◆ **Passage given**

┌──

Is there a difference between the Lowrance Elite-7 Ti and the Simrad go7 xse? I'm going to buy one this weekend but can't decide between the two.


----------



## Jfack

Did anyone get the xse yet? I have to wait do to unexpected extra costs on doing engine maintenance, but would love to hear how the new unit is if anyone ended up getting one.


----------



## bw510

RobbieBee said:


> Is there a difference between the Lowrance Elite-7 Ti and the Simrad go7 xse? I'm going to buy one this weekend but can't decide between the two.


I went to go buy the go7 today and looked at the elite 7 
I liked everything about it but how it looks 
The go7 is a much nicer looking unit.


----------



## RobbieBee

bw510 said:


> I went to go buy the go7 today and looked at the elite 7
> I liked everything about it but how it looks
> The go7 is a much nicer looking unit.


I agree. The Simrad looks nicer although the Lowrance isn't bad looking. Since my skiff is a side console, the unit will take a lot of vibration and bouncing. I say that to say this. The Lowrance has a mounting base like a flat screen TV. The Simrad mounts using traditional side screws. I think it would wobble/shake less than the Lowrance mounting system. My theory is backed by zero testing.

└──

◆ **Tasks**
1. Reproduce the passage from the thread comparing the Lowrance and Simrad units, starting with "## RobbieBee" and going on through "by zero testing.".
2. For each statement below, state whether it agrees with the thread comparing the Lowrance and Simrad units, answering yes or no and quoting the deciding words of that thread: (a) The Simrad mounts using traditional side screws. (b) RobbieBee's skiff is a center console. (c) RobbieBee's view that the Simrad would wobble less has been confirmed by testing.

◆ **Listing**
┌──

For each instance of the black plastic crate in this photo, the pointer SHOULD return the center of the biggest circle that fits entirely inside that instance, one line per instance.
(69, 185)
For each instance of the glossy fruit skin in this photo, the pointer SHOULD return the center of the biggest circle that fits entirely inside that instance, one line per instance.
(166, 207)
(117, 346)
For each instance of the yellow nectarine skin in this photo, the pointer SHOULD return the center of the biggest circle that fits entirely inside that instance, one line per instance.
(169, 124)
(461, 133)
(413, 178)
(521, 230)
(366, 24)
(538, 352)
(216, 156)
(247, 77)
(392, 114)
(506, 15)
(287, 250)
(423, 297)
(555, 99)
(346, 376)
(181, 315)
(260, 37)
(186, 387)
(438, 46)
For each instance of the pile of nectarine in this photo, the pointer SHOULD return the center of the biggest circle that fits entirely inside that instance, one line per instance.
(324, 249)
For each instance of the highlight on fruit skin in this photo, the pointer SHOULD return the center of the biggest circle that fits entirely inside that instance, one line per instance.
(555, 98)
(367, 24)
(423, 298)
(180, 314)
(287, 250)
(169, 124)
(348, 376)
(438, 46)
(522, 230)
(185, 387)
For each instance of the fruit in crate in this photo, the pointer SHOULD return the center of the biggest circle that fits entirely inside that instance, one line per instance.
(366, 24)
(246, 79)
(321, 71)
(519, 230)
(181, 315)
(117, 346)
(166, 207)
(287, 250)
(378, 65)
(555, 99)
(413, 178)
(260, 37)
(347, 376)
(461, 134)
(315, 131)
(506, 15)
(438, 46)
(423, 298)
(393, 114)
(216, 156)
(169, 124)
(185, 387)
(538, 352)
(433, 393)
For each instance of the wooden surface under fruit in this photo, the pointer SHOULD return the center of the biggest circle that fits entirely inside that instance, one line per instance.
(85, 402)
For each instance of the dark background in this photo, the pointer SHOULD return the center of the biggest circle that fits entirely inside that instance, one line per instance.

└──

◆ **Responses by task**
1.
## RobbieBee

bw510 said:


> I went to go buy the go7 today and looked at the elite 7
> I liked everything about it but how it looks
> The go7 is a much nicer looking unit.


I agree. The Simrad looks nicer although the Lowrance isn't bad looking. Since my skiff is a side console, the unit will take a lot of vibration and bouncing. I say that to say this. The Lowrance has a mounting base like a flat screen TV. The Simrad mounts using traditional side screws. I think it would wobble/shake less than the Lowrance mounting system. My theory is backed by zero testing.

2.
(a) Yes: "The Simrad mounts using traditional side screws."
(b) No: "Since my skiff is a side console"
(c) No: "My theory is backed by zero testing."